⟨
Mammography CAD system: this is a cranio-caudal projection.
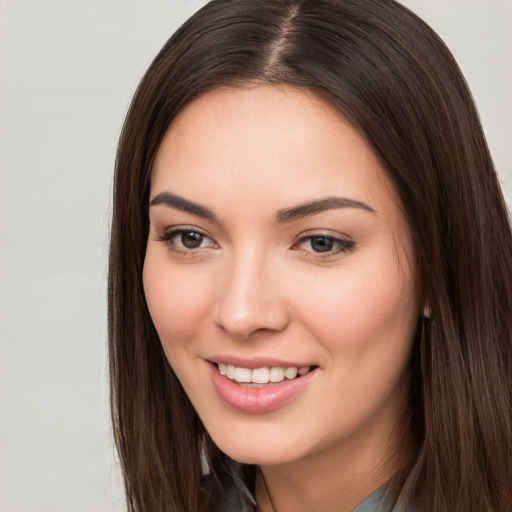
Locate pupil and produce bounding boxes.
[181,231,203,249]
[311,236,334,252]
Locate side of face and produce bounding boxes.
[143,86,420,470]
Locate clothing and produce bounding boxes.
[204,464,396,512]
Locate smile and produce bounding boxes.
[208,361,319,414]
[218,363,310,384]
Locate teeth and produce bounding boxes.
[270,366,284,382]
[284,366,299,380]
[226,364,235,379]
[252,368,270,384]
[218,363,310,384]
[235,367,252,382]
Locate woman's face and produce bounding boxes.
[144,86,420,464]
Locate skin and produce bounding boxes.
[143,85,421,512]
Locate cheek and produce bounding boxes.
[296,260,418,356]
[143,246,210,356]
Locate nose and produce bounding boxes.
[214,252,290,339]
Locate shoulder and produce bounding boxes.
[201,472,256,512]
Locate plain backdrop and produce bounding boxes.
[0,0,512,512]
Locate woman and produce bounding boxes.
[109,0,512,512]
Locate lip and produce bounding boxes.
[208,355,316,370]
[208,358,318,414]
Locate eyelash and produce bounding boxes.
[157,228,355,259]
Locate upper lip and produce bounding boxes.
[207,355,315,370]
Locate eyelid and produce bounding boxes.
[156,226,218,255]
[292,230,355,259]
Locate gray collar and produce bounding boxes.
[203,464,394,512]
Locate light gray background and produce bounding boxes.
[0,0,512,512]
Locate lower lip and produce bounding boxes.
[208,363,316,414]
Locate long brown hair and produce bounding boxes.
[109,0,512,512]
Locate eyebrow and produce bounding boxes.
[276,196,376,224]
[149,192,376,224]
[149,192,219,222]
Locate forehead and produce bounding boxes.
[152,85,396,218]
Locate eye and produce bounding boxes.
[158,229,215,251]
[297,235,354,254]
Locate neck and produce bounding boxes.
[255,404,413,512]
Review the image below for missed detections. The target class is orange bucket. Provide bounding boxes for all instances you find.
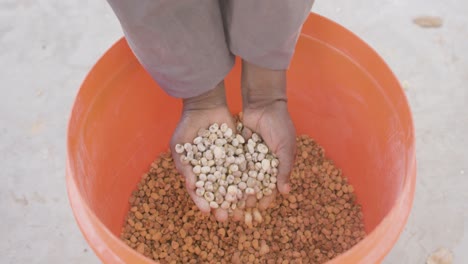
[67,14,416,263]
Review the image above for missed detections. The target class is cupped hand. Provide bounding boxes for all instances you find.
[170,82,235,221]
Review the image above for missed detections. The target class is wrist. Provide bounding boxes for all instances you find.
[242,61,287,109]
[183,81,226,111]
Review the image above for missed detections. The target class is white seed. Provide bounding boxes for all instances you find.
[200,157,208,166]
[197,143,206,152]
[184,143,192,152]
[208,133,218,144]
[236,122,244,132]
[220,123,229,133]
[215,193,224,204]
[245,187,255,195]
[252,133,261,143]
[218,186,226,196]
[241,172,249,182]
[218,179,229,187]
[203,192,214,202]
[239,161,247,171]
[252,152,258,161]
[257,153,265,161]
[262,159,271,171]
[195,187,205,196]
[226,156,236,164]
[205,181,214,192]
[247,178,257,188]
[200,166,211,173]
[227,185,237,194]
[257,172,265,181]
[247,145,255,154]
[198,173,207,181]
[244,211,252,228]
[224,193,237,203]
[271,159,279,168]
[226,174,235,184]
[179,155,193,165]
[187,151,194,160]
[234,148,244,155]
[237,182,247,190]
[255,162,262,170]
[208,123,219,133]
[193,136,203,145]
[254,186,262,193]
[271,168,278,176]
[236,134,245,144]
[236,189,244,200]
[224,128,232,138]
[195,181,205,188]
[192,165,201,174]
[203,149,214,160]
[256,192,263,200]
[229,164,239,172]
[197,128,210,138]
[252,208,263,223]
[257,143,268,154]
[213,146,224,159]
[221,201,231,209]
[174,144,185,154]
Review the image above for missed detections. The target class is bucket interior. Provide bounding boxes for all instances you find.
[68,13,414,262]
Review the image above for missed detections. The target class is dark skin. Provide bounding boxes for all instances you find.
[171,60,296,221]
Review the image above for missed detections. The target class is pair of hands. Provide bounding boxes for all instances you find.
[171,61,296,221]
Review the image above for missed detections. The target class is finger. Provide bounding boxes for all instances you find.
[241,126,253,140]
[245,195,257,208]
[215,208,228,222]
[187,189,211,214]
[257,189,276,211]
[232,209,244,221]
[277,142,295,194]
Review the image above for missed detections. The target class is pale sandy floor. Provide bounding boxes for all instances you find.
[0,0,468,264]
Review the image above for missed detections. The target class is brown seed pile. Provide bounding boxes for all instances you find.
[174,122,279,213]
[121,136,365,263]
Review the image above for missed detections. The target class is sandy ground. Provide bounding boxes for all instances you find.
[0,0,468,264]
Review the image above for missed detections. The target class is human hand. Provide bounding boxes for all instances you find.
[238,61,296,210]
[170,83,235,221]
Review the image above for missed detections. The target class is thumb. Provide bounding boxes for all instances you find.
[276,144,296,194]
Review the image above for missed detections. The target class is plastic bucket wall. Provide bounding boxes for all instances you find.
[67,14,416,263]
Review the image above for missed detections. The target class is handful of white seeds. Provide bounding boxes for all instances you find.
[175,123,279,217]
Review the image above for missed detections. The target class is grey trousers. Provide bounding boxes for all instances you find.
[108,0,313,98]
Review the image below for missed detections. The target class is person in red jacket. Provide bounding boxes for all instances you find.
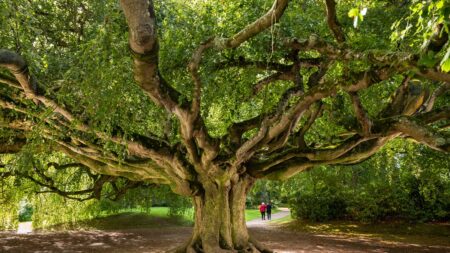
[259,202,267,220]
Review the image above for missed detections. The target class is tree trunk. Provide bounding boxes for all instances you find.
[171,177,272,253]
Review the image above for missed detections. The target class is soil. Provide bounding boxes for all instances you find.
[0,210,450,253]
[0,227,450,253]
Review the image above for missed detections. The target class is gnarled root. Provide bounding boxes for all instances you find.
[169,238,273,253]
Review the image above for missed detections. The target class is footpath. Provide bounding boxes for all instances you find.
[247,208,291,228]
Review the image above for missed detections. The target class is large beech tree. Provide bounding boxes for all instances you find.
[0,0,450,252]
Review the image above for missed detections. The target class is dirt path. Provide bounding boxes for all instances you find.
[0,211,450,253]
[247,208,291,228]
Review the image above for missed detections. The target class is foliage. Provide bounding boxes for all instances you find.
[19,200,33,222]
[283,141,450,222]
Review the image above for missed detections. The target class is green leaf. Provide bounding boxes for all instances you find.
[348,8,359,18]
[441,48,450,72]
[418,51,438,68]
[441,58,450,72]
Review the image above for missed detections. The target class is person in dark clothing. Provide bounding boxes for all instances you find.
[259,202,266,220]
[266,201,272,220]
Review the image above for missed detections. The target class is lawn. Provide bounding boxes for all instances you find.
[44,207,278,230]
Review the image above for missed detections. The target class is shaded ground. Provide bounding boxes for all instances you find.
[0,212,450,253]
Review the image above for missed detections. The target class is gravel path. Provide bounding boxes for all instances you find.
[247,208,291,228]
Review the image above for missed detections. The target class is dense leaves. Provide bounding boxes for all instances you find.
[283,141,450,222]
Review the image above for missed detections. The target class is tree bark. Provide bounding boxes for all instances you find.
[174,176,271,253]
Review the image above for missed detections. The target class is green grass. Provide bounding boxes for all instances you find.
[43,207,277,230]
[273,217,450,246]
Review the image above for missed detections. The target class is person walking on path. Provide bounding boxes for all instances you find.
[266,201,272,220]
[259,202,266,220]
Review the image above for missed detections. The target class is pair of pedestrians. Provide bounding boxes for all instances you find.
[259,201,272,220]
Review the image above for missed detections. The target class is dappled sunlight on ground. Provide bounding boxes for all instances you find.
[0,212,450,253]
[17,221,33,234]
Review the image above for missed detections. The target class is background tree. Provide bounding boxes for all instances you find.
[0,0,450,252]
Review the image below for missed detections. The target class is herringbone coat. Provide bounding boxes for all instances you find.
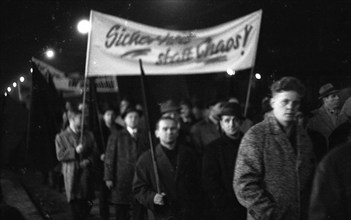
⟩
SHORT PROBLEM:
Give every line of the material above as a JSON list of strings, one string per line, leaving out blank lines and the pictures.

SOLUTION TO THIS TASK:
[
  "Mammography CAD system: this is a cranio-caudal projection.",
  "Locate pupil and produce bounding boxes.",
  "[181,231,203,249]",
  "[311,236,334,252]",
  "Locate side of face and produce bounding boxes.",
  "[143,86,420,470]",
  "Locate clothing and produce bounding boxes.",
  "[204,464,396,512]",
  "Locate smile and produce bounding boxes.",
  "[208,361,319,414]",
  "[218,363,310,384]",
  "Locate teeth and produce bounding boxes.",
  "[270,366,284,382]",
  "[284,366,299,380]",
  "[226,364,235,379]",
  "[252,368,270,384]",
  "[218,363,310,384]",
  "[235,367,252,382]",
  "Locate woman's face and produce bounding boxes.",
  "[144,86,420,464]",
  "Locate skin and produce bounding boxes.",
  "[143,85,421,512]",
  "Locate cheek and produce bounding boxes.",
  "[296,260,418,356]",
  "[143,246,210,356]",
  "Locate nose and produce bounding boxes.",
  "[214,252,290,339]",
  "Locate shoulder and produce bounding boxes.",
  "[201,472,256,512]",
  "Locate plain backdrop and produce bounding boxes.",
  "[0,0,512,512]",
  "Locate woman and produce bounding boxes.",
  "[109,0,512,512]",
  "Locate lip and produce bounding boxes.",
  "[208,355,316,370]",
  "[208,358,318,414]",
  "Locate eyelash and produce bounding boxes.",
  "[157,228,355,259]",
  "Locate upper lip and produce bounding boxes.",
  "[207,355,315,370]",
  "Locate eyelid and produce bounding boxes.",
  "[156,226,218,255]",
  "[292,230,355,259]",
  "Locate gray collar and produce bounding boxes.",
  "[203,464,394,512]",
  "Locate light gray background and produce bounding boxes.",
  "[0,0,512,512]",
  "Locate lower lip and produce bounding boxes.",
  "[208,363,316,414]",
  "Locate long brown hair and produce bounding boxes.",
  "[109,0,512,512]",
  "Locate eyebrow and produce bounding boxes.",
  "[276,196,376,224]",
  "[149,192,376,224]",
  "[149,192,219,222]",
  "Locate forehead and produce bounding boxes.",
  "[152,85,396,218]",
  "Locate eye and produce bounding boxes.",
  "[158,229,215,251]",
  "[297,235,354,254]",
  "Locate neck and produce bounding boxes.",
  "[255,404,413,512]",
  "Review the image below for missed detections. The target class is orange bucket. Provide bounding boxes for all instances you find.",
  "[67,14,416,263]",
  "Review the image above for missed detections. The target class is cupped hand. Provide bounding boxes for all instances you find.",
  "[170,82,235,221]",
  "Review the image above for missed detections. The target class is wrist. Provide bounding boxes for all instances you find.",
  "[242,61,287,109]",
  "[183,81,226,111]",
  "Review the image above for missed detections. The target class is white seed. Provide bounding boxes for all instances you find.",
  "[200,157,208,166]",
  "[197,143,206,152]",
  "[184,143,192,152]",
  "[208,133,218,144]",
  "[236,122,244,132]",
  "[220,123,229,133]",
  "[215,193,224,204]",
  "[245,187,255,195]",
  "[252,133,261,143]",
  "[218,186,226,196]",
  "[241,172,249,182]",
  "[218,179,229,187]",
  "[203,192,214,202]",
  "[239,161,247,171]",
  "[252,152,258,161]",
  "[257,153,265,161]",
  "[262,159,271,171]",
  "[195,187,205,196]",
  "[226,156,236,164]",
  "[205,181,214,192]",
  "[247,178,257,188]",
  "[200,166,211,173]",
  "[227,185,237,194]",
  "[257,172,265,181]",
  "[247,145,255,154]",
  "[198,173,207,181]",
  "[244,211,252,228]",
  "[224,193,237,203]",
  "[271,159,279,168]",
  "[226,174,235,184]",
  "[179,155,193,165]",
  "[187,151,194,160]",
  "[234,148,244,155]",
  "[237,182,247,190]",
  "[255,162,262,170]",
  "[208,123,219,133]",
  "[193,136,203,145]",
  "[254,186,262,193]",
  "[271,168,278,176]",
  "[236,134,245,144]",
  "[236,189,244,200]",
  "[224,128,232,138]",
  "[195,181,205,188]",
  "[192,165,201,174]",
  "[203,149,214,160]",
  "[256,192,263,200]",
  "[229,164,239,172]",
  "[197,128,210,138]",
  "[252,208,263,223]",
  "[257,143,268,154]",
  "[213,146,224,159]",
  "[221,201,231,209]",
  "[174,144,185,154]",
  "Review the image above for missed detections. The target class is bucket interior. Provide bounding boxes for all instances you find.",
  "[68,13,414,262]",
  "Review the image above for missed detections. The target class is dark skin. Provide bounding boxes for all instances you find.",
  "[171,60,296,221]",
  "Review the image above for missed detections. The target class is pair of hands. Provide bounding boxes for all instances you find.",
  "[171,61,296,221]",
  "Review the image above for missed detections. The target class is finger. Provide bounding boxes for all instances you find.",
  "[241,126,253,140]",
  "[245,195,257,208]",
  "[215,208,228,222]",
  "[187,189,211,214]",
  "[257,189,276,211]",
  "[232,209,244,221]",
  "[277,142,295,194]",
  "Review the image above for missed detections. The target class is pale sandy floor. Provide bounding boxes for all instances you find.",
  "[0,0,468,264]",
  "Review the image above for missed detections. The target class is brown seed pile. Provide bounding boxes for all instances you find.",
  "[174,122,279,213]",
  "[121,136,365,263]",
  "Review the image above for missed detections. The target class is sandy ground. Provide bounding boxes for all instances you find.",
  "[0,0,468,264]",
  "Review the image above for missed detections. The target class is human hand. Provide bounding boxes for all instances you find.",
  "[238,61,296,210]",
  "[170,83,235,221]",
  "Review the image above for missed detections. The target class is thumb. Provide bounding boxes for all instances you find.",
  "[276,144,296,194]",
  "Review the image above for missed detections. The target class is plastic bucket wall. Provide bounding boxes for all instances you find.",
  "[67,14,416,263]",
  "Review the image above for missed detections. The target class is handful of white seeds. Provide bounding boxes for all instances you find.",
  "[175,123,279,217]",
  "Review the image above for missed detections. The target class is grey trousers. Provide bounding boxes for all instances you find.",
  "[108,0,313,98]",
  "Review the image below for missed detections. The target class is person in red jacket. Provide bounding boxes for all instances you find.",
  "[259,202,267,220]",
  "Review the image above for missed detections. The target class is tree trunk. Provide bounding boxes for all instances you find.",
  "[171,177,272,253]",
  "Review the image above for missed detections. The target class is soil. Provide bounding boxes for all instances you find.",
  "[0,210,450,253]",
  "[0,227,450,253]",
  "Review the image above for missed detections. The target class is gnarled root. Provide bounding boxes for all instances you find.",
  "[169,238,273,253]",
  "Review the image above for missed detections. The target class is footpath. Provide bounding boxes for all instances you find.",
  "[247,208,291,228]",
  "Review the image above for missed detections. The target class is large beech tree. Provide bounding boxes for all instances you find.",
  "[0,0,450,252]",
  "Review the image above for missed detections. The target class is dirt path. Provide bounding boxes for all instances you find.",
  "[0,211,450,253]",
  "[247,208,291,228]",
  "Review the image above for missed detections. The target class is foliage. Provide bounding boxes for all instances you find.",
  "[19,200,33,222]",
  "[283,141,450,222]",
  "Review the image above for missed detections. The target class is green leaf. Provide bounding boxes for all instances you find.",
  "[348,8,359,18]",
  "[441,48,450,72]",
  "[418,51,438,68]",
  "[441,58,450,72]",
  "Review the image above for missed detections. The target class is person in dark clothing. Provide bounding boxes for all instances you find.",
  "[259,202,266,220]",
  "[266,201,272,220]",
  "Review the image above for missed detections. The target class is lawn. Provide bounding boxes for all instances you find.",
  "[44,207,278,230]",
  "Review the image above for missed detections. The target class is shaded ground. Provide bounding boxes for all instances you find.",
  "[0,212,450,253]",
  "Review the image above for missed detections. The target class is gravel path. Provide bounding boxes for all instances you find.",
  "[247,208,291,228]",
  "Review the image above for missed detections. The target class is dense leaves. Provide bounding boxes for all instances you find.",
  "[283,141,450,222]",
  "Review the image above for missed detections. The target class is tree bark. Provide bounding boxes for all instances you find.",
  "[174,176,271,253]",
  "Review the image above for missed detections. The target class is green grass. Provide bounding boxes for all instances you find.",
  "[43,207,277,230]",
  "[273,217,450,246]",
  "Review the image above for missed detections. The target class is person walking on path. Provide bounding boxes for all instances you find.",
  "[266,201,272,220]",
  "[259,202,266,220]",
  "Review the image above for missed detections. The target class is pair of pedestrians. Provide bounding boxes for all instances you find.",
  "[259,201,272,220]",
  "Review the image above for missed detections. The target class is dappled sunlight on ground. Provide bounding boxes for all instances you find.",
  "[0,212,450,253]",
  "[17,221,33,234]",
  "Review the image above for missed detections. The target class is background tree. Provide bounding boxes for all instances you find.",
  "[0,0,450,252]",
  "Review the image below for missed detections. The target class is herringbone coat. Provide bounding boxes for all instances you find."
]